> SET TASK 1
Answer these questions using the passage about the tractor and truck pull:
(a) Where did S and his friends go last night instead of dinner?
(b) How many concert venues nearby were offering country music?
(c) Why did the writer decide against going to one of the concerts?

The original plan was that I was going to make dinner for S, his one friend and S's GF last night. But, they changed plans on me and S felt bad. I was not upset and assured him it was not a big deal, as it was a loose ended thing when we discussed it.

S and his friends went to a tractor & truck pull last night instead. It is one of the bigger events of this type in the area and last night it must have been tough for hard core country fans to decide because there were 2 concert venues nearby offering country music. I know when I left the gallery the traffic was very heavy and I laughed at the number of trucks in this city. It is not a city normally known for trucks on lift kits, etc, as the summer tourism is most often higher end SUVs and convertibles. And, of course there are those who go to the country music shows that look more like the "Electric Cowboy" and are trying to fit in. If nothing else, it is often fun to just go people watch.

I was tempted to go to one of the concerts, but decided against it as I was in no mood for tons of people.

S came home very late and had a smile on his face. They had so much fun and I was glad to see him in a good mood. Earlier in the day he was in a bit of a rut and I found out from his friend what was bothering S a bit. His friend said S acted like he was excited about it, but underneath the excitement, his friend said he couldn't help but notice there was something more.

> SET TASK 2
Report every line of the records that contains the string "rope". Case counts.

A block of data:
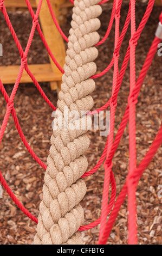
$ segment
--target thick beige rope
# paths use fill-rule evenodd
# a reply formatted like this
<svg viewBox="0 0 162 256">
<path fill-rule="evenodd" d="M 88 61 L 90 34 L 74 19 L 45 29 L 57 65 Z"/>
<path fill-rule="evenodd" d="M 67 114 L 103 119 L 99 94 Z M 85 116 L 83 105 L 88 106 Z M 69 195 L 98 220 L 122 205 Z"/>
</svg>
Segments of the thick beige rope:
<svg viewBox="0 0 162 256">
<path fill-rule="evenodd" d="M 102 12 L 101 7 L 97 5 L 100 2 L 74 1 L 65 73 L 54 120 L 54 126 L 57 125 L 58 129 L 54 129 L 51 138 L 35 244 L 82 243 L 77 230 L 84 219 L 79 203 L 86 194 L 86 186 L 80 178 L 87 168 L 83 154 L 89 145 L 85 133 L 90 119 L 83 115 L 82 111 L 90 110 L 93 106 L 89 94 L 95 88 L 95 82 L 89 77 L 96 70 L 93 61 L 98 52 L 93 46 L 99 40 L 96 31 L 100 26 L 97 17 Z M 65 121 L 60 114 L 63 116 L 64 107 L 67 109 Z M 67 115 L 73 111 L 77 111 L 79 116 L 68 120 Z M 86 121 L 83 129 L 81 127 L 83 119 Z M 62 125 L 68 125 L 68 129 L 62 129 Z"/>
</svg>

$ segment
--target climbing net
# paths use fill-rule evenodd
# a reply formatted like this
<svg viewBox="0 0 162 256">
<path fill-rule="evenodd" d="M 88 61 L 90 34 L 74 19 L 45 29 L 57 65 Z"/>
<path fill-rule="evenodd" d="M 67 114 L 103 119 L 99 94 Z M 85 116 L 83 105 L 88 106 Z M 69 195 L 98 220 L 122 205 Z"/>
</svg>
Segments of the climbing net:
<svg viewBox="0 0 162 256">
<path fill-rule="evenodd" d="M 22 46 L 18 39 L 15 32 L 12 26 L 10 21 L 6 8 L 4 4 L 4 1 L 0 0 L 0 8 L 3 13 L 6 22 L 10 31 L 10 32 L 14 38 L 18 49 L 20 54 L 21 58 L 21 65 L 18 74 L 14 84 L 12 93 L 9 96 L 5 89 L 4 85 L 0 80 L 0 89 L 7 102 L 7 110 L 5 114 L 3 123 L 0 131 L 0 143 L 3 138 L 7 125 L 10 114 L 12 114 L 16 129 L 18 132 L 20 136 L 24 143 L 24 145 L 33 156 L 33 157 L 37 162 L 37 163 L 43 167 L 45 170 L 47 169 L 46 165 L 38 157 L 38 156 L 33 151 L 29 144 L 28 143 L 22 130 L 21 128 L 16 115 L 15 109 L 14 105 L 14 100 L 16 94 L 17 90 L 19 86 L 21 78 L 22 76 L 23 70 L 25 69 L 29 76 L 32 79 L 34 83 L 38 90 L 42 96 L 44 100 L 51 108 L 55 111 L 56 107 L 50 101 L 43 92 L 41 86 L 36 81 L 34 75 L 31 73 L 28 65 L 27 57 L 33 39 L 35 29 L 37 29 L 40 37 L 46 47 L 49 56 L 56 64 L 57 68 L 62 74 L 64 74 L 64 70 L 57 63 L 54 55 L 51 52 L 46 39 L 41 31 L 40 24 L 38 23 L 38 15 L 41 10 L 41 5 L 43 0 L 40 0 L 38 7 L 35 14 L 31 8 L 29 0 L 25 0 L 27 5 L 29 9 L 30 14 L 33 19 L 33 26 L 30 34 L 28 39 L 27 45 L 24 51 L 23 51 Z M 73 0 L 69 0 L 74 4 Z M 113 225 L 117 217 L 118 213 L 120 210 L 121 205 L 124 203 L 126 195 L 128 195 L 128 243 L 137 243 L 137 211 L 136 211 L 136 187 L 138 185 L 144 170 L 148 165 L 155 154 L 158 148 L 160 147 L 162 142 L 162 125 L 161 126 L 155 138 L 154 138 L 151 146 L 147 152 L 146 155 L 141 161 L 140 163 L 137 166 L 136 163 L 136 141 L 135 141 L 135 107 L 138 102 L 138 97 L 140 93 L 140 88 L 142 84 L 144 78 L 146 76 L 147 71 L 151 64 L 152 60 L 156 53 L 158 46 L 162 40 L 162 13 L 159 17 L 159 27 L 157 31 L 153 41 L 152 44 L 150 48 L 147 55 L 146 60 L 143 65 L 141 72 L 138 79 L 136 80 L 135 74 L 135 47 L 138 41 L 140 36 L 144 28 L 147 21 L 147 20 L 152 11 L 155 0 L 150 0 L 144 14 L 144 15 L 137 29 L 135 27 L 135 0 L 131 0 L 129 5 L 129 10 L 126 17 L 125 22 L 122 28 L 122 32 L 120 34 L 119 25 L 120 25 L 120 14 L 122 0 L 114 0 L 112 8 L 112 11 L 111 16 L 109 23 L 105 35 L 103 39 L 100 41 L 96 46 L 100 46 L 104 43 L 108 37 L 112 25 L 115 20 L 115 47 L 113 53 L 113 57 L 111 60 L 108 66 L 102 72 L 98 75 L 92 76 L 90 78 L 93 79 L 97 78 L 104 75 L 106 73 L 114 66 L 114 75 L 112 84 L 112 92 L 111 98 L 105 103 L 105 104 L 100 108 L 91 112 L 88 112 L 87 114 L 93 114 L 95 113 L 100 112 L 105 109 L 108 106 L 111 108 L 111 120 L 110 120 L 110 133 L 108 136 L 107 142 L 104 148 L 103 153 L 100 159 L 96 163 L 95 166 L 89 172 L 86 173 L 81 178 L 87 177 L 94 174 L 104 162 L 105 167 L 105 180 L 103 185 L 103 191 L 102 196 L 102 210 L 101 217 L 93 223 L 86 226 L 81 226 L 79 230 L 82 231 L 88 230 L 96 225 L 100 224 L 100 231 L 98 244 L 105 244 L 109 235 Z M 108 2 L 108 0 L 105 0 L 100 2 L 98 4 L 102 4 Z M 62 36 L 63 38 L 67 42 L 68 42 L 68 38 L 64 35 L 61 30 L 57 20 L 55 17 L 54 12 L 51 8 L 50 0 L 47 0 L 47 2 L 50 10 L 51 17 L 54 22 L 59 32 Z M 120 50 L 121 46 L 124 38 L 126 33 L 128 27 L 131 23 L 131 35 L 129 42 L 129 46 L 127 49 L 125 57 L 122 62 L 122 66 L 119 71 L 119 58 Z M 118 95 L 122 83 L 124 74 L 128 62 L 130 62 L 130 91 L 127 101 L 127 106 L 126 108 L 125 112 L 120 124 L 118 133 L 114 138 L 114 127 L 115 110 L 117 106 Z M 114 177 L 112 167 L 112 160 L 114 154 L 117 149 L 118 145 L 124 133 L 126 126 L 129 121 L 129 171 L 126 178 L 126 182 L 123 186 L 116 201 L 116 186 Z M 9 194 L 11 198 L 16 204 L 17 206 L 31 220 L 36 223 L 38 222 L 37 218 L 33 216 L 18 200 L 16 196 L 12 192 L 6 181 L 0 172 L 0 181 L 3 186 L 4 189 Z M 108 200 L 108 193 L 110 182 L 112 186 L 111 197 L 109 201 Z M 107 218 L 109 214 L 108 220 Z"/>
</svg>

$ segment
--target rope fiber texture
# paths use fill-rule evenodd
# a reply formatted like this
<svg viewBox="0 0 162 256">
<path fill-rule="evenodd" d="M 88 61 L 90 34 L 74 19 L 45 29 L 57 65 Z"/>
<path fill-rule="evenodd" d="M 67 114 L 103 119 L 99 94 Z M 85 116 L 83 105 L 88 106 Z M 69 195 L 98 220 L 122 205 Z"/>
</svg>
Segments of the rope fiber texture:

> WORKED ANSWER 1
(a) A tractor & truck pull.
(b) Two.
(c) The writer was in no mood for tons of people.

> WORKED ANSWER 2
--target thick beige rope
Segments of the thick beige rope:
--target rope fiber texture
Segments of the rope fiber texture:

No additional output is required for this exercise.